(Stored dataset items)
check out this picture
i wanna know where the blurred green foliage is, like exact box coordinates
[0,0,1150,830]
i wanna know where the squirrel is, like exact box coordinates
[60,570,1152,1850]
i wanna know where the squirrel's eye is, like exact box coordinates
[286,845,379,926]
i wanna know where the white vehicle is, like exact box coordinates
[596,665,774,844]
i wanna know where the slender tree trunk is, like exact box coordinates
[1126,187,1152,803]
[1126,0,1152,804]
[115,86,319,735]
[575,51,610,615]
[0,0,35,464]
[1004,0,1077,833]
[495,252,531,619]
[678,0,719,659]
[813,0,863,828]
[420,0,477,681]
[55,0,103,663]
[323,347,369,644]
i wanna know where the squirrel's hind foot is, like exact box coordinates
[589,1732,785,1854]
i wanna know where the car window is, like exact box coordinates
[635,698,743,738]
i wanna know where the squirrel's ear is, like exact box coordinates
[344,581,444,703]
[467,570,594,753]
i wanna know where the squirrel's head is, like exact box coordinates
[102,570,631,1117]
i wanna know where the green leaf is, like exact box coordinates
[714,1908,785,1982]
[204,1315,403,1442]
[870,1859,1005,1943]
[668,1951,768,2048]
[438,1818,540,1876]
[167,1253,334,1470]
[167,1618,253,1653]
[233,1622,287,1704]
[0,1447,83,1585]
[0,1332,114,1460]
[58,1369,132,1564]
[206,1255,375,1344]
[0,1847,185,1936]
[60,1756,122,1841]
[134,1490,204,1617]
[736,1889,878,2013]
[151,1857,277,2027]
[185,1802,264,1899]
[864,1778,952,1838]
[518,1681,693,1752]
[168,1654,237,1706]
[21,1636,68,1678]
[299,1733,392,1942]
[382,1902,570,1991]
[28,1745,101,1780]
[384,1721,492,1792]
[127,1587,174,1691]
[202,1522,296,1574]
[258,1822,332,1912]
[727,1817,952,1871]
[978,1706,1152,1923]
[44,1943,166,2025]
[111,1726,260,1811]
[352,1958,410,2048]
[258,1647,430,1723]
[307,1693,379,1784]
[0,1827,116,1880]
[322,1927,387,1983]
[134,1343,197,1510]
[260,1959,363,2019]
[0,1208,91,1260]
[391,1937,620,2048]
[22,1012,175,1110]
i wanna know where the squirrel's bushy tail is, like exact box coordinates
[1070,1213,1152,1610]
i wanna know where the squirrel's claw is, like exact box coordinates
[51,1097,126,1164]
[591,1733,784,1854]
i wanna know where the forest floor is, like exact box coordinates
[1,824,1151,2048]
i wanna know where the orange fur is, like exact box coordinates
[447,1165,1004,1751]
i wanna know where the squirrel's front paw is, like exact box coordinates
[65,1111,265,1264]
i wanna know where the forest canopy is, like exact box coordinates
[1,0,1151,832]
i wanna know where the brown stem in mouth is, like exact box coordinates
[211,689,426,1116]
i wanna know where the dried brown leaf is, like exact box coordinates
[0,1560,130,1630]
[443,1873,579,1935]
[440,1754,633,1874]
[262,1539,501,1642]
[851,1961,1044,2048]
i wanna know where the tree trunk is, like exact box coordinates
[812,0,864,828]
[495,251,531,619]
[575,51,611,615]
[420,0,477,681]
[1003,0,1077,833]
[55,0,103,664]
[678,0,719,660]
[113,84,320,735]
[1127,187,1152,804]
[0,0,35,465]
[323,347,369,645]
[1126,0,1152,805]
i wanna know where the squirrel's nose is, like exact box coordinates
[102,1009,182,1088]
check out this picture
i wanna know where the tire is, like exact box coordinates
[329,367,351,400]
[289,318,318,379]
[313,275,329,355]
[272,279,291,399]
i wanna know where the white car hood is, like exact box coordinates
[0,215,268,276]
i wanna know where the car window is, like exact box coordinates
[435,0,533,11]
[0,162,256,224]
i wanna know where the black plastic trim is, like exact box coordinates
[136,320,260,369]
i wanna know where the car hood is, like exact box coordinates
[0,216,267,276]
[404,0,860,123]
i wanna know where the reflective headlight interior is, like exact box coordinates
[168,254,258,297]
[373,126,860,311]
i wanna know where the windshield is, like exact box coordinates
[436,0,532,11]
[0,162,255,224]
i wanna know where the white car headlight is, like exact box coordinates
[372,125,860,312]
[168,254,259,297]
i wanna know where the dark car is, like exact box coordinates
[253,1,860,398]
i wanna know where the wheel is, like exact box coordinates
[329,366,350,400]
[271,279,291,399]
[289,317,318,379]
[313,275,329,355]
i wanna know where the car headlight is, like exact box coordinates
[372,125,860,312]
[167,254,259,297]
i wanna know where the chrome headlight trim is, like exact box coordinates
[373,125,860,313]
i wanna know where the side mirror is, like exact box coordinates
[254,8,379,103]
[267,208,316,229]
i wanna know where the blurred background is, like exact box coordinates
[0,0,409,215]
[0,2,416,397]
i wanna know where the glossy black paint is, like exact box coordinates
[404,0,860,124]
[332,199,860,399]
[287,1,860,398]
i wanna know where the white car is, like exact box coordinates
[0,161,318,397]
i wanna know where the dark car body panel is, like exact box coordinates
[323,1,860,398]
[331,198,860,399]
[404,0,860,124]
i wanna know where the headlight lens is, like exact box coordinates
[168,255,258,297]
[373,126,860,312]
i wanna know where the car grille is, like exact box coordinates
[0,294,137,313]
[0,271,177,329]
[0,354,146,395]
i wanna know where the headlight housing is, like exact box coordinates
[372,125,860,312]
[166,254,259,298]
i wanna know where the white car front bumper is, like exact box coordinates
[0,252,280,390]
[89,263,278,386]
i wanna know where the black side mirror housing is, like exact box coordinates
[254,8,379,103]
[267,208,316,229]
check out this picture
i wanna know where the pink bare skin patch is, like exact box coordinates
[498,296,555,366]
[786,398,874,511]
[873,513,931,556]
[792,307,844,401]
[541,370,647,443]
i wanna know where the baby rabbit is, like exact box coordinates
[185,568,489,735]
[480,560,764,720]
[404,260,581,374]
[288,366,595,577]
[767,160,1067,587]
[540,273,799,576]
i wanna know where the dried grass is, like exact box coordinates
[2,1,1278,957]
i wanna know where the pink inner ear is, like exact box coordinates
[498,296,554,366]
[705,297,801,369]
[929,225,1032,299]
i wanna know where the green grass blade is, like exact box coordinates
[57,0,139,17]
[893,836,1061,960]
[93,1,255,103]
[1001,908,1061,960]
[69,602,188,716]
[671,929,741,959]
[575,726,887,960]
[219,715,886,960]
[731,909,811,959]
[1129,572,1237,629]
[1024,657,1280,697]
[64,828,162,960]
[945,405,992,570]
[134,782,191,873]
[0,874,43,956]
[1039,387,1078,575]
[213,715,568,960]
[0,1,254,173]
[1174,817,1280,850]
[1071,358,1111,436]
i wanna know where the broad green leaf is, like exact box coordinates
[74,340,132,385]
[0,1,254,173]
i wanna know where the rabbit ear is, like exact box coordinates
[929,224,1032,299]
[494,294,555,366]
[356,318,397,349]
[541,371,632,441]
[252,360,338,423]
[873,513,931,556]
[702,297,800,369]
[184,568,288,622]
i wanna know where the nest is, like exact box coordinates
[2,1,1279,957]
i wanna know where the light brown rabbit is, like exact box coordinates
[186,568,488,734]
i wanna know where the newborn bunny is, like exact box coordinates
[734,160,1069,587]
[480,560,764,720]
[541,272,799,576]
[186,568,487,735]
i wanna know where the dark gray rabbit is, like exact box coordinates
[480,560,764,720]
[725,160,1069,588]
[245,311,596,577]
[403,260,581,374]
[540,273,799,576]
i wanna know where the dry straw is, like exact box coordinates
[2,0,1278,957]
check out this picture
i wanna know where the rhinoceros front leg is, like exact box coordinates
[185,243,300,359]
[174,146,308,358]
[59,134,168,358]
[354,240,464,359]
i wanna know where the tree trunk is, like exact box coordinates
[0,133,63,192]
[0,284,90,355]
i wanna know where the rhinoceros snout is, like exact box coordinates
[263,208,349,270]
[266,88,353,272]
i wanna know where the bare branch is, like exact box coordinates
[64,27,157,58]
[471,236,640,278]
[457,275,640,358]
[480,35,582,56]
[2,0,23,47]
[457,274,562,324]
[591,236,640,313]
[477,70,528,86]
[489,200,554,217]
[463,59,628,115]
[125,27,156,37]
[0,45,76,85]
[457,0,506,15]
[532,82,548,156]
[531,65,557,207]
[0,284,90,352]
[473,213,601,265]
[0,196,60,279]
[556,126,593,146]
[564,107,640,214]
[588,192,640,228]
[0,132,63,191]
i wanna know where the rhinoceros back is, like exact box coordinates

▸ Problem description
Your answer must consist solely of the lines from the one containing "i wanna know where the bare" through the last line of the entries, reproduced exactly.

▸ Response to this task
i wanna know where the bare branch is, like exact box coordinates
[64,27,157,58]
[471,236,640,278]
[457,275,640,358]
[480,35,582,56]
[2,0,23,47]
[457,274,562,324]
[591,236,640,313]
[477,70,528,86]
[489,200,554,217]
[463,59,628,115]
[125,27,156,37]
[0,45,76,85]
[457,0,506,15]
[532,82,548,156]
[531,65,557,207]
[0,284,90,352]
[473,213,601,265]
[0,196,60,279]
[556,126,593,146]
[564,107,640,214]
[588,192,640,228]
[0,132,63,191]
i wanna know where the rhinoceros back is, like exact box coordinates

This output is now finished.